=== Work required ===
An exact copy of all the data is required.

=== Supplied records ===
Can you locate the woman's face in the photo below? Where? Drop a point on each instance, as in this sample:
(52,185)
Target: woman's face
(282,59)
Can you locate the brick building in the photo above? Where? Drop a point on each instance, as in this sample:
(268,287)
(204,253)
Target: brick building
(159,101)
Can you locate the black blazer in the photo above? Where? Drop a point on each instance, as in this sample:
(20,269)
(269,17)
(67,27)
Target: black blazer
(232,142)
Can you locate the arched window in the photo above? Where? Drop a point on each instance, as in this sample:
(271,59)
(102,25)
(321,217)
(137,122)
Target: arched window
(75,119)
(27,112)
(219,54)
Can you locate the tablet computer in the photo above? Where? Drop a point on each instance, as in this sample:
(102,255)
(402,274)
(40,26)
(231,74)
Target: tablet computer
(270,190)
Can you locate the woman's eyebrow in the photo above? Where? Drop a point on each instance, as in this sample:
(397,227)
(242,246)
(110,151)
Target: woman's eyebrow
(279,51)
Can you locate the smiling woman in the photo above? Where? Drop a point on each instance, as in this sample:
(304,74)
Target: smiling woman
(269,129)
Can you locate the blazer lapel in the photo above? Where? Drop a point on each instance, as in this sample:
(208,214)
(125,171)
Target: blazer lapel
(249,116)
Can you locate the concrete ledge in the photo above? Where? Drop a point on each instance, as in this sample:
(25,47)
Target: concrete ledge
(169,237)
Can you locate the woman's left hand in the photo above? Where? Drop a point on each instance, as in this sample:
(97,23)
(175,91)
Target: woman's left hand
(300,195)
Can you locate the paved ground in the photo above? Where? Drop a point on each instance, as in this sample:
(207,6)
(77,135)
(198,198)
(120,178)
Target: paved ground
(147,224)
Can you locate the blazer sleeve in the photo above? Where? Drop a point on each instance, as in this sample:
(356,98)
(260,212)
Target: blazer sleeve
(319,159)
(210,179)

=== Exercise result ===
Can you locate the woman's face in the photo below? Where? Drop a point on each instance, as in this sample:
(52,185)
Target: woman's face
(282,59)
Can you locate the brick building in the photo above? Where? Drop a point on each instance, as in this sample:
(268,287)
(204,253)
Target: brick building
(159,101)
Can you locate the black blazer in the photo above? Where? Drop a point on each instance, as in this sample:
(20,269)
(269,17)
(67,27)
Target: black blazer
(232,142)
Can you locate the arched window in the photo above? Where? Drop a point on each instance, as in this sample:
(271,59)
(102,25)
(321,217)
(137,122)
Target: arched window
(75,119)
(27,112)
(219,54)
Can you locate the tablet computer in the photo above? Where? Drop a point on each instance, as in this sample:
(102,255)
(402,274)
(40,26)
(231,74)
Target: tablet computer
(270,190)
Can you locate the woman's eyebrow in the photo above? Where? Drop a point on each instance, as in this sample:
(397,227)
(242,246)
(110,151)
Target: woman's eyebrow
(279,51)
Can you locate the smiling woman in the photo above? Where? Drop a point on each instance, as in this sample:
(304,74)
Target: smiling woman
(269,129)
Can you locate the blazer lapel in the photo above? Where? Drop a point on each instance, as in this sample:
(208,214)
(125,171)
Target: blazer lapel
(249,116)
Can you locate the concrete ledge in the photo above? Where? Drop a point on each instance, as in this sample:
(25,47)
Target: concrete ledge
(169,237)
Can you locate the woman's left hand in the photo above? Where? Drop a point on each instance, as in this sample:
(97,23)
(175,91)
Target: woman's left hand
(300,195)
Can you locate the paved ground in the photo above? Where? Drop a point on each instance, as in this sample:
(207,6)
(77,135)
(198,198)
(120,178)
Target: paved ground
(147,224)
Can you locate the blazer sleeve in the photo above? Where? Drop a point on each instance, as in this sample:
(356,98)
(260,212)
Target: blazer sleeve
(319,159)
(210,179)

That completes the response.